* _OPGAVE_
Toon elke regel uit de onderstaande records waarin de string "stethoscope" voorkomt. Let op hoofdletters en kleine letters.

* _TE VERWERKEN RECORDS_
--------

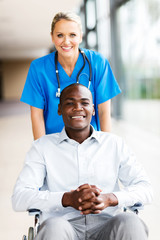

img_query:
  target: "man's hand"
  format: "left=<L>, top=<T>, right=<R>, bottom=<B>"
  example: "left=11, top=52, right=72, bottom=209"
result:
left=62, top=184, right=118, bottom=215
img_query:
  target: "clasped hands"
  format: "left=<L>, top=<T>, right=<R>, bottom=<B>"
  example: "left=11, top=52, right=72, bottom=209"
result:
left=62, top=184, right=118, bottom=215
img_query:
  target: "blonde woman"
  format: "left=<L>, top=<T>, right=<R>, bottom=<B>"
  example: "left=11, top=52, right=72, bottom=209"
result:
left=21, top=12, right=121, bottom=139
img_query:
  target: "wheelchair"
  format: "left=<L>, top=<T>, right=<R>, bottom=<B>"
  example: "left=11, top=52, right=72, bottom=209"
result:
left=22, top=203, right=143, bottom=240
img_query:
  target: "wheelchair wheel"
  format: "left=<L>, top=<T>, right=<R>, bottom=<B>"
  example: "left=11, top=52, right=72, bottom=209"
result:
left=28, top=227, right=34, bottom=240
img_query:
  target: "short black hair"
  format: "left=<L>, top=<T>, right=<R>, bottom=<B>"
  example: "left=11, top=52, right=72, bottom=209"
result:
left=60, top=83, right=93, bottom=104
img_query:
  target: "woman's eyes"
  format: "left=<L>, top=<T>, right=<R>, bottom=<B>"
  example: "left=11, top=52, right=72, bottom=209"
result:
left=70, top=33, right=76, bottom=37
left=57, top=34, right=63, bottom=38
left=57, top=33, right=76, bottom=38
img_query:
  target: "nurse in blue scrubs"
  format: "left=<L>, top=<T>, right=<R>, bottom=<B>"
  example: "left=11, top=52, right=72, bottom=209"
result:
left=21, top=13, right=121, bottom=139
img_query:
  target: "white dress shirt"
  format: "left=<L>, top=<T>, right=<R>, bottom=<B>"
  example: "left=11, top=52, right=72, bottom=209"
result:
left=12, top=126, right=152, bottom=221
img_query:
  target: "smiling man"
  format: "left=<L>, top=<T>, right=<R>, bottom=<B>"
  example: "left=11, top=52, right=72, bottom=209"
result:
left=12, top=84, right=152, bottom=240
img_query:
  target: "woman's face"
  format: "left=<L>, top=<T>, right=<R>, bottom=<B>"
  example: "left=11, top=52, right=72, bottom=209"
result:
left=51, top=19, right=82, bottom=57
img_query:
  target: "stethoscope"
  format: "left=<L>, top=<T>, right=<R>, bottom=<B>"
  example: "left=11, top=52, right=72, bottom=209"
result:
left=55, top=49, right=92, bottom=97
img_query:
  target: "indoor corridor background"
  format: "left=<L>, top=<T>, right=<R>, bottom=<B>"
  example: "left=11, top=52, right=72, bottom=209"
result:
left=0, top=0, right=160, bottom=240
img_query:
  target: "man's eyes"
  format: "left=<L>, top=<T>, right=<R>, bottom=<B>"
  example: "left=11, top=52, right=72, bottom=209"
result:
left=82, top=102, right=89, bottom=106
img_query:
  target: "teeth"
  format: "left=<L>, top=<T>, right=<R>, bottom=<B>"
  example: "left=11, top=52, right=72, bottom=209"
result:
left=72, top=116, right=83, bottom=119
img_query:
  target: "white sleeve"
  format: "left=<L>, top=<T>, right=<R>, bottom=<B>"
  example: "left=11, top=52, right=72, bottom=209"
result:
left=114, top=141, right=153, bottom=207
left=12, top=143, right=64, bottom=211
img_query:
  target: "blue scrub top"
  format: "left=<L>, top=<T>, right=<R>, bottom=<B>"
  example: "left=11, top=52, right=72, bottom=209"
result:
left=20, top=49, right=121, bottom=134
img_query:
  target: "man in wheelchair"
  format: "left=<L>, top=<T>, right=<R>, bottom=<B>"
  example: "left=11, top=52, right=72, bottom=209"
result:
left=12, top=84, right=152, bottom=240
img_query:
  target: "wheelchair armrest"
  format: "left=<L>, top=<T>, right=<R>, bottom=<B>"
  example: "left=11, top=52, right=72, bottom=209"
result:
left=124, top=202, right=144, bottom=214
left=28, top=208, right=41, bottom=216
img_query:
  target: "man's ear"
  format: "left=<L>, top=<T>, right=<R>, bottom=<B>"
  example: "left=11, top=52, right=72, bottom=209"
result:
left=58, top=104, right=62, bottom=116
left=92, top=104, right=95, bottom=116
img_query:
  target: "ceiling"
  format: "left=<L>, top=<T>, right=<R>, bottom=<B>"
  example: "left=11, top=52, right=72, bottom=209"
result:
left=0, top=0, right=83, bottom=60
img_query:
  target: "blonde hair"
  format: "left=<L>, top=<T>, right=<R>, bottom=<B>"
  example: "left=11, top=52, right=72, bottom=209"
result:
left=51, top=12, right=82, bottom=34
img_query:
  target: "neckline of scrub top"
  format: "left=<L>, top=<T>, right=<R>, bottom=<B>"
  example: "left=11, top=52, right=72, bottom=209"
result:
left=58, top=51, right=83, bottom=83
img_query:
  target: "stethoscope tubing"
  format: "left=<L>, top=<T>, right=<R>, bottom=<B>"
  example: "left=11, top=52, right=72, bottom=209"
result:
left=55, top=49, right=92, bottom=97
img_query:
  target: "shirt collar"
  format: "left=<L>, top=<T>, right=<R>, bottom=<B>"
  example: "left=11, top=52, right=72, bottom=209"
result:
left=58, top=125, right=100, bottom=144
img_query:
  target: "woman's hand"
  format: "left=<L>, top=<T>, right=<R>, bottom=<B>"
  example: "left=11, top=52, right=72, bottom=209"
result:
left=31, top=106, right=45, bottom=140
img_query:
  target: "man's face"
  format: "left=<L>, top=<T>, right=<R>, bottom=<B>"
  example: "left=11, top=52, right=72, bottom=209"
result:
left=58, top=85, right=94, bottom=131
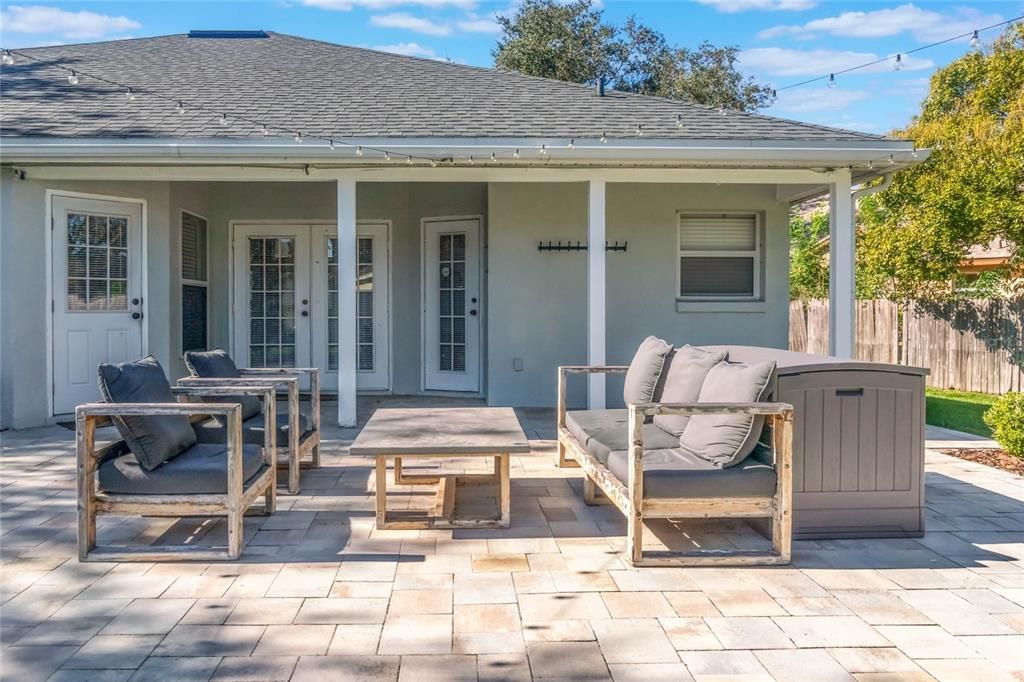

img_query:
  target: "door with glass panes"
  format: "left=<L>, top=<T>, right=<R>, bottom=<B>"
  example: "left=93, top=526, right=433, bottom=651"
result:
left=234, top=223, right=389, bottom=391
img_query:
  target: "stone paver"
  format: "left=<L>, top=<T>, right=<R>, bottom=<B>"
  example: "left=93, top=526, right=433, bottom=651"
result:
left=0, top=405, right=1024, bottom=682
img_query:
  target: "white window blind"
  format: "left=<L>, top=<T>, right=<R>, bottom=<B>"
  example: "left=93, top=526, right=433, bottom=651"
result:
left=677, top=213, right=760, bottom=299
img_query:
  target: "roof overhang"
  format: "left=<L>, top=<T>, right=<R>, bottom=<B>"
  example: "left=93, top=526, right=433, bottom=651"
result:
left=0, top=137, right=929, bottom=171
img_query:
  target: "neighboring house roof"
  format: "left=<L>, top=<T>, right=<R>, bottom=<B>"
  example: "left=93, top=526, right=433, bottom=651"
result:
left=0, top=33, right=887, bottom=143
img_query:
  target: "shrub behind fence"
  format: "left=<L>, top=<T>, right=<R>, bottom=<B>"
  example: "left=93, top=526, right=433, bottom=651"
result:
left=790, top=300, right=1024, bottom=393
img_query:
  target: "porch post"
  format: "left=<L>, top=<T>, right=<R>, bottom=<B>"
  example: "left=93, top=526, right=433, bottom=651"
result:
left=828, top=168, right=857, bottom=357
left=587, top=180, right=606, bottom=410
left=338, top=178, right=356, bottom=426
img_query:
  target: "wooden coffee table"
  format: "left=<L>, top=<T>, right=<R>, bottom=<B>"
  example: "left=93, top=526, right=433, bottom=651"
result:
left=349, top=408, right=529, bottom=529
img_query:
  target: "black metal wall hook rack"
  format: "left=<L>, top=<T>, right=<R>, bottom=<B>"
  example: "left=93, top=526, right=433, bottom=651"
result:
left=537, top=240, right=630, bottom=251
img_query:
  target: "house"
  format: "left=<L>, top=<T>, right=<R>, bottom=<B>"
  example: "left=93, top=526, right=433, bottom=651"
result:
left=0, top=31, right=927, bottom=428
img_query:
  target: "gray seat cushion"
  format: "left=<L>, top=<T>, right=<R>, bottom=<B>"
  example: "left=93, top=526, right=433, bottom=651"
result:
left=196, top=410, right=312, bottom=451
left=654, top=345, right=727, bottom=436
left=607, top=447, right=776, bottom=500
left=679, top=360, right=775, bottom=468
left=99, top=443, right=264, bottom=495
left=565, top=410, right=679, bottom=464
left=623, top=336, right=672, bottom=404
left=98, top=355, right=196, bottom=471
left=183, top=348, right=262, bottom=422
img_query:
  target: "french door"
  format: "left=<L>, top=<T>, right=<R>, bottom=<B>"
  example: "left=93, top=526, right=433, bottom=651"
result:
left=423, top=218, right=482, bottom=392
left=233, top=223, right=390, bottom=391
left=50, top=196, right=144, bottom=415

--------

* _ANTWOORD OPGAVE_
  target: "stethoscope"
  target: "stethoscope tubing"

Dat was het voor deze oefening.